▶ EXERCISE INSTRUCTIONS: Pull out each line below that contains the string "ceiling" and copy it whole. Matching is case-sensitive.

▶ DATA FOR THIS EXERCISE:
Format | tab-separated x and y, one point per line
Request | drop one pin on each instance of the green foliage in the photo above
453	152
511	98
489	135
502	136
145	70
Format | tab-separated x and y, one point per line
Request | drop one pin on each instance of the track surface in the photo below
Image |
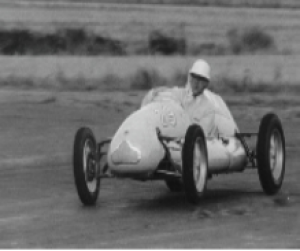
40	208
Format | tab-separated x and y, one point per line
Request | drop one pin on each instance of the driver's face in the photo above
198	84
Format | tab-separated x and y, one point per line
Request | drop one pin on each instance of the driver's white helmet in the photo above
202	69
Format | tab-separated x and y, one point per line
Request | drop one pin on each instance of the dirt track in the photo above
40	208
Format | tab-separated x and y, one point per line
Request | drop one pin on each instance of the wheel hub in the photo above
91	168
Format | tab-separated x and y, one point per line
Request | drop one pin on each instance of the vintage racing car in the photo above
159	142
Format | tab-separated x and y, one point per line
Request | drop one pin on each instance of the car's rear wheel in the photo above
195	164
86	169
271	154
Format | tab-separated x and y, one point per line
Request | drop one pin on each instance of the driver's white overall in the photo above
212	114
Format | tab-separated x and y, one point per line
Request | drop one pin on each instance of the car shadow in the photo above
228	198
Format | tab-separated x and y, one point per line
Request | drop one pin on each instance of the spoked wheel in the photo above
86	168
271	154
195	164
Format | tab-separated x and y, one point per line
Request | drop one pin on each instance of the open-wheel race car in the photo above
159	142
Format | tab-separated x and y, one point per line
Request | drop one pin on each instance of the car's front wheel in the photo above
195	164
86	169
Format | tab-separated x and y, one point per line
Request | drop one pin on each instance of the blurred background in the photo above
133	44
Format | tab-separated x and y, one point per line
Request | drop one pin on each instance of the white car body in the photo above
137	148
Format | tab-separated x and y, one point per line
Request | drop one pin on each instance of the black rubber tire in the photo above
193	134
269	125
87	197
175	185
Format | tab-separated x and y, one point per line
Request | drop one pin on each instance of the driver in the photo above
204	107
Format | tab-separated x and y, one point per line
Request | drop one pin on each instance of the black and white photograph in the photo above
149	124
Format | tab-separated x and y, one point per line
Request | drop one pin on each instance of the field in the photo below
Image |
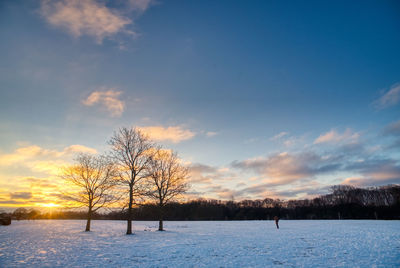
62	243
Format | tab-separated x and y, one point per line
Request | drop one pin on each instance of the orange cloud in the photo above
109	99
173	134
333	136
87	17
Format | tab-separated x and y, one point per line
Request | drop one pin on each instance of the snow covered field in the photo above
56	243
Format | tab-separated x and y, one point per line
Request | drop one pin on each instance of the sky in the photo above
279	99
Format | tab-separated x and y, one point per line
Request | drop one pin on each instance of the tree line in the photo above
133	170
343	202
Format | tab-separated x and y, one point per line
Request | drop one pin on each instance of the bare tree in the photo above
167	180
131	150
96	178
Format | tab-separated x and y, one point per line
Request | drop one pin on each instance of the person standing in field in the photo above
276	218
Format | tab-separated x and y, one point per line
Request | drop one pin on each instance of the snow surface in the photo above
62	243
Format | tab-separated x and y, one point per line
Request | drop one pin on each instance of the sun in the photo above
50	205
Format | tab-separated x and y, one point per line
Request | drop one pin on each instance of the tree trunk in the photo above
89	218
160	222
129	227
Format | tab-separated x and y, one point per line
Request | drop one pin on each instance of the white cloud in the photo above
110	100
279	136
390	98
86	17
348	136
140	5
77	148
211	134
174	134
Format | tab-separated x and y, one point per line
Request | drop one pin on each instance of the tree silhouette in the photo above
167	180
131	150
95	176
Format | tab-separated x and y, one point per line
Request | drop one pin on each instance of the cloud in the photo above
87	17
42	160
392	129
109	99
284	168
21	195
390	98
348	136
77	148
211	134
140	5
173	134
279	136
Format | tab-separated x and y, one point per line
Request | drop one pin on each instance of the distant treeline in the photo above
344	202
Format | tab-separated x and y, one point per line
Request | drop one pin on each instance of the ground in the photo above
62	243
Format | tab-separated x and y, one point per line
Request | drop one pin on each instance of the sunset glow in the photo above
259	100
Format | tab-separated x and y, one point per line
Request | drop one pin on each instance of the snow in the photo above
62	243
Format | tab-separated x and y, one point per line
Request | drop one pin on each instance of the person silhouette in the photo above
276	218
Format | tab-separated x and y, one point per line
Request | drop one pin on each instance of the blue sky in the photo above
261	98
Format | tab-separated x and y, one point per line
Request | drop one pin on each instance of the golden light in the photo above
49	205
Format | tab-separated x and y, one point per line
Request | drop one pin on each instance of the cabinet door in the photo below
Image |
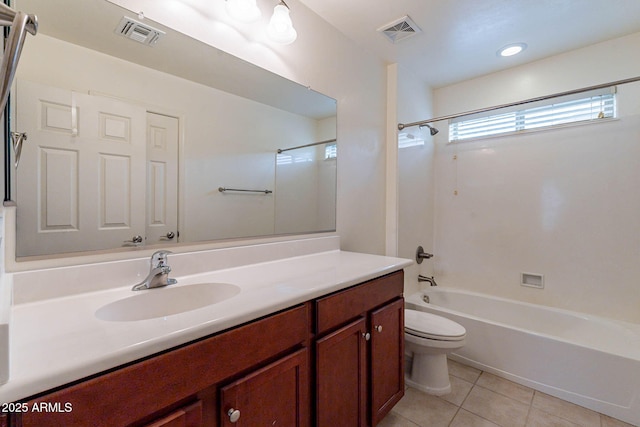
341	377
387	358
189	416
276	395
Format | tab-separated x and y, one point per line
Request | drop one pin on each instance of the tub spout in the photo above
431	280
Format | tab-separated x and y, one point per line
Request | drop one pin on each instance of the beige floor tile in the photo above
424	409
467	419
612	422
495	407
506	387
394	420
538	418
464	372
569	411
459	391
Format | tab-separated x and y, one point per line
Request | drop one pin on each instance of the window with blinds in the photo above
331	151
582	107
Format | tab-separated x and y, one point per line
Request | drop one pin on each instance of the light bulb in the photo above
243	10
280	28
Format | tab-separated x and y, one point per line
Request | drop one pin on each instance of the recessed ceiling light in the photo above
512	49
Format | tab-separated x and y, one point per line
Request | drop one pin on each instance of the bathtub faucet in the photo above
431	280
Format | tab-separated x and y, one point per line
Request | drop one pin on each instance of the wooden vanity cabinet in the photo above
257	374
360	353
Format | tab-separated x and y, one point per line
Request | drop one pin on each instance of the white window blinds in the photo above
586	106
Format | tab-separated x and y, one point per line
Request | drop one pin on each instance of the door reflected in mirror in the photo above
128	143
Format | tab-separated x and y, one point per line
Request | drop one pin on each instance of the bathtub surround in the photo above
560	203
590	361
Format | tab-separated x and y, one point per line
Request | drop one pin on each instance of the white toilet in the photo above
429	338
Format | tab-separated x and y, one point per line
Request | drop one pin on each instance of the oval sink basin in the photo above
161	302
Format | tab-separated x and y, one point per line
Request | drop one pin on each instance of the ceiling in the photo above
460	38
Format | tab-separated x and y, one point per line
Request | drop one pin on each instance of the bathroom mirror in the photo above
140	135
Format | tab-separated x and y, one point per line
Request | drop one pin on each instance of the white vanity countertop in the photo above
57	341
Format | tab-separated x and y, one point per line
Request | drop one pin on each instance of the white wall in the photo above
563	203
328	62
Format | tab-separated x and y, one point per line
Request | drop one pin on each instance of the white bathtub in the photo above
588	360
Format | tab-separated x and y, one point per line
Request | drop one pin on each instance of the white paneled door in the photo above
82	180
162	179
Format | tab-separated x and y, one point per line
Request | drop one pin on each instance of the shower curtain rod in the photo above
280	150
401	126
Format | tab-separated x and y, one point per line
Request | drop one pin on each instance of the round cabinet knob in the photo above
234	415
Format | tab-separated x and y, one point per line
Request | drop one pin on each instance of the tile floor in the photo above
480	399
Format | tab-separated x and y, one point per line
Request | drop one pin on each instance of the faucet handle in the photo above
159	258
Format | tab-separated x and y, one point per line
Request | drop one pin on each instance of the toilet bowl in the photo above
429	338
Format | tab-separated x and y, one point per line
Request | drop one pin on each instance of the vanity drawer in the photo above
340	307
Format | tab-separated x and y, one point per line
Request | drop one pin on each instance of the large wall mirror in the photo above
139	135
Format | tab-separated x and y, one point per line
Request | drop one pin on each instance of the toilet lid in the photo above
427	325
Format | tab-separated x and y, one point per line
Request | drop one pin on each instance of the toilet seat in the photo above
431	326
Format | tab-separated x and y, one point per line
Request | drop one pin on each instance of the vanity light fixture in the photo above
512	49
243	10
280	28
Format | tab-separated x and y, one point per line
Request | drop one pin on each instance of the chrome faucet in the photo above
428	279
158	274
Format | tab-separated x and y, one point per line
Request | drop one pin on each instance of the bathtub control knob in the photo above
234	415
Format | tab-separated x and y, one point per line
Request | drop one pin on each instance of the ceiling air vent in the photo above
142	33
400	29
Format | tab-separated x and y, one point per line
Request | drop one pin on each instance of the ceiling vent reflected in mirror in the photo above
400	29
137	31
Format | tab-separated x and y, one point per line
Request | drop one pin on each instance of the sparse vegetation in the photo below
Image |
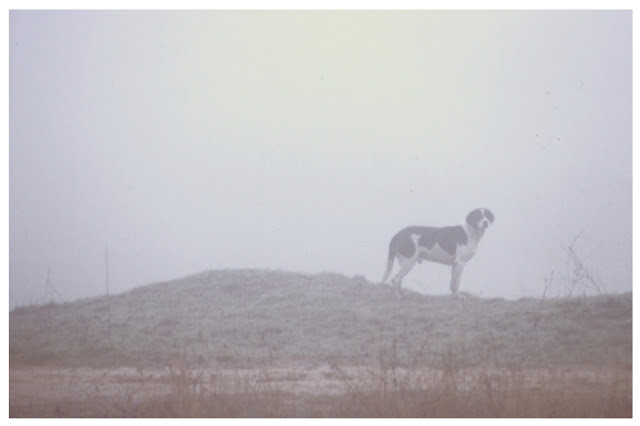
268	343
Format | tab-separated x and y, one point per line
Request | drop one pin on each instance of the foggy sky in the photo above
187	141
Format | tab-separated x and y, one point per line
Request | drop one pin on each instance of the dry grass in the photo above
275	344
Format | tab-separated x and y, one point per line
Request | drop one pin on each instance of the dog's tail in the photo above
390	258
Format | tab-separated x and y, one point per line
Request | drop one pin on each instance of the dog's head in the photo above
480	219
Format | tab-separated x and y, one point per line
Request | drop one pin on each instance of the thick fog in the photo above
179	142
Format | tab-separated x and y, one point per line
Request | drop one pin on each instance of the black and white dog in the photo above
451	245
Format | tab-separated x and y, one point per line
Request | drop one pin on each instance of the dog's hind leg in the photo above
406	263
456	273
390	260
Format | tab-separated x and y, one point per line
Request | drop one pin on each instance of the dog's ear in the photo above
474	217
489	215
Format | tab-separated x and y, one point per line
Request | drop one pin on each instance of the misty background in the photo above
186	141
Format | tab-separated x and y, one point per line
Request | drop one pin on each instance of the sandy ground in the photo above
126	387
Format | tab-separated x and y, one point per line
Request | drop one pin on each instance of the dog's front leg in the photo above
456	272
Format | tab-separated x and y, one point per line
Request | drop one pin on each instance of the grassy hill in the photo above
258	317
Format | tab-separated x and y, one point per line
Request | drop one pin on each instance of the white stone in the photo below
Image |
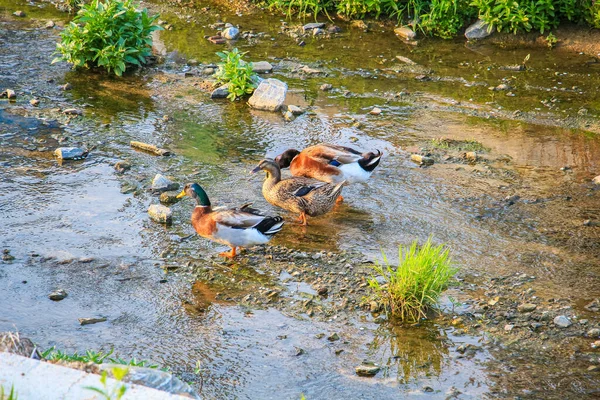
269	95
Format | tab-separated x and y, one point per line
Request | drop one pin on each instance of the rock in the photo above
405	33
333	337
322	290
312	26
367	370
478	30
160	213
169	197
295	109
269	95
262	67
57	295
217	39
471	156
593	333
526	307
406	60
9	94
122	166
360	24
73	111
421	160
70	153
288	116
562	322
89	321
231	33
160	184
221	92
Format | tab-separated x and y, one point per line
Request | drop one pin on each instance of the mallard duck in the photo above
330	163
298	194
237	227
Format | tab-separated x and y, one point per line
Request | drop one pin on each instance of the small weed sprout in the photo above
413	287
12	395
236	73
115	393
110	34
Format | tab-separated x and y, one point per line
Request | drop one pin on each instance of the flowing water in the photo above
81	227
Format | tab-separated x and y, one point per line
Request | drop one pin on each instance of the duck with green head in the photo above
236	227
297	194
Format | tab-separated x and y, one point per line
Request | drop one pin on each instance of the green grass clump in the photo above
96	357
110	34
236	73
413	286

▶ WRITTEN RESPONSE:
Request | drop one pin on each instance of the recessed ceiling light in the photo above
Request | drop one pin on each instance of the ceiling in the photo above
Request | drop one pin on each instance of the ceiling air vent in the photo above
Request | drop one pin on each instance of the ceiling vent reflected in mirror in the photo above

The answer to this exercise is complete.